[Your instructions]:
Please say how many lines of the listing hold "give", with no other words in the answer.

[Entries shown]:
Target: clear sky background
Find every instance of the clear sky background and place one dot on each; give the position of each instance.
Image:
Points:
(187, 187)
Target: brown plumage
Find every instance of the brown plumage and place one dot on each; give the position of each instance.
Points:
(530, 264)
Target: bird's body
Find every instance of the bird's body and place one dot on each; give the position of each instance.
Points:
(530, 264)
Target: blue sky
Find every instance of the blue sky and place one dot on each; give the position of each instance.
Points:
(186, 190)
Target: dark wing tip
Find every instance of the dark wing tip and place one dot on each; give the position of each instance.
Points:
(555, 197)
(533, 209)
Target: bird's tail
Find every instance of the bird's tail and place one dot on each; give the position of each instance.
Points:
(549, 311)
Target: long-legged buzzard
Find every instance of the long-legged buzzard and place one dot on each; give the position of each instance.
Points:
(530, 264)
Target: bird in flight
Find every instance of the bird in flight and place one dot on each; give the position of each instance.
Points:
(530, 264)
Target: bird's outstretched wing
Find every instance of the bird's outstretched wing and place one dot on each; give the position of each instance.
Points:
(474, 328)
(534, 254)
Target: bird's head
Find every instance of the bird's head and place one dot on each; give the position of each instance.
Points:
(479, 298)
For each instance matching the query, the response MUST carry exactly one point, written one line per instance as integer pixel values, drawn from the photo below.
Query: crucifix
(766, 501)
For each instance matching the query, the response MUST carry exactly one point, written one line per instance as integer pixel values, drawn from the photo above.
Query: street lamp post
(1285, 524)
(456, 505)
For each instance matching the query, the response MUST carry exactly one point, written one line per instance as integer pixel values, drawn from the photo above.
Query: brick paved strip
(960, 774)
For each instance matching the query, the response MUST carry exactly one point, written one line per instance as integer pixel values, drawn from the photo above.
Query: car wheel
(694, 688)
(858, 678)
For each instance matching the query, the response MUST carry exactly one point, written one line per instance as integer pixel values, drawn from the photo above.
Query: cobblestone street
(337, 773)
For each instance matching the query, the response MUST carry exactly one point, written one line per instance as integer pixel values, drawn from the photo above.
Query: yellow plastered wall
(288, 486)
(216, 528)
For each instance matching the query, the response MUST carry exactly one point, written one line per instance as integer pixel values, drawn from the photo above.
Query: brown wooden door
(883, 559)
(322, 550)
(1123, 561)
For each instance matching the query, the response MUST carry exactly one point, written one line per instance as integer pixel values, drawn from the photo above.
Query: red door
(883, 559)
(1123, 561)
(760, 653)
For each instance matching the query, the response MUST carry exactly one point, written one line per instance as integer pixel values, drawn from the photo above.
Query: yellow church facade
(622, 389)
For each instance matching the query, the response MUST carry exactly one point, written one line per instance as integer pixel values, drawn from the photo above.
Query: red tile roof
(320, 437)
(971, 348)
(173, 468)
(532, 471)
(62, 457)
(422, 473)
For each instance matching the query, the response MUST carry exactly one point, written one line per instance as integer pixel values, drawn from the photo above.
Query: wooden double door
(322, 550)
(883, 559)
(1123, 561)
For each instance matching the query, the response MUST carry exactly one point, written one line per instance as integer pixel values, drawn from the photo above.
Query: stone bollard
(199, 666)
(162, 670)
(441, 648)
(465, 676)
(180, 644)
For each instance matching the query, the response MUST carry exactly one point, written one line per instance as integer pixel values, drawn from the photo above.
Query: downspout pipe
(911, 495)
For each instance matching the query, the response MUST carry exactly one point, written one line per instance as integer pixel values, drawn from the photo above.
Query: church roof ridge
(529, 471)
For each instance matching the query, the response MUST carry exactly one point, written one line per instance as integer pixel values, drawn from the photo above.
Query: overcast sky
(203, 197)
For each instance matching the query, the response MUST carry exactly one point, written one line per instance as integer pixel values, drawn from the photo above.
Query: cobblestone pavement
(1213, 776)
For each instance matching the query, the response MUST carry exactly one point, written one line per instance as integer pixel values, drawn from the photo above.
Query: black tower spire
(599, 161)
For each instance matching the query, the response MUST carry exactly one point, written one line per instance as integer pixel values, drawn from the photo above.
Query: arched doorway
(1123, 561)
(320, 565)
...
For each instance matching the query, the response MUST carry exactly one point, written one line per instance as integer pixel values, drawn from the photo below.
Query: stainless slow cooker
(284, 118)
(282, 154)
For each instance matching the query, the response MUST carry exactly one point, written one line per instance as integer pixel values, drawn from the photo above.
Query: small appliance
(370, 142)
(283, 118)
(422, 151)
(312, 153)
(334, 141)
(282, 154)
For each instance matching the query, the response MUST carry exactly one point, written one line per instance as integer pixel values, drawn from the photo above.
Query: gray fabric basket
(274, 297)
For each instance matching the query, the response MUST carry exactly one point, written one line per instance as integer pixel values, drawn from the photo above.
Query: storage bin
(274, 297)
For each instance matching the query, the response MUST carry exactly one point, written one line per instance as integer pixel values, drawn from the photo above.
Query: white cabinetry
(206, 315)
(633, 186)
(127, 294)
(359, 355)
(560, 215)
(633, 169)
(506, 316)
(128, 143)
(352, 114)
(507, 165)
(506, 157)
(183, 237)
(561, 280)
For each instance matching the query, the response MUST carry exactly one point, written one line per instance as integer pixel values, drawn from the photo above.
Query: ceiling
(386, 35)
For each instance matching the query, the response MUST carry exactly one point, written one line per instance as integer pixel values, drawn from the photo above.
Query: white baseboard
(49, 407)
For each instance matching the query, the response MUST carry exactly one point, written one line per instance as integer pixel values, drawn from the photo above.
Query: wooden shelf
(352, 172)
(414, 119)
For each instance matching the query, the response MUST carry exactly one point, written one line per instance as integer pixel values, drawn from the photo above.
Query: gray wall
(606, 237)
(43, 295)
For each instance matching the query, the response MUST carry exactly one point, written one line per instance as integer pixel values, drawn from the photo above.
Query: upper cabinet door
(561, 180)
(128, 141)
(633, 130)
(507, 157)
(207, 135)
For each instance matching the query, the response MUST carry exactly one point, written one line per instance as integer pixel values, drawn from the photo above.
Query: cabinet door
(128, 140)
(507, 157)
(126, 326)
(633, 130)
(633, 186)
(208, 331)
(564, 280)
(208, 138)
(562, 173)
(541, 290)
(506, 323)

[Response to the task]:
10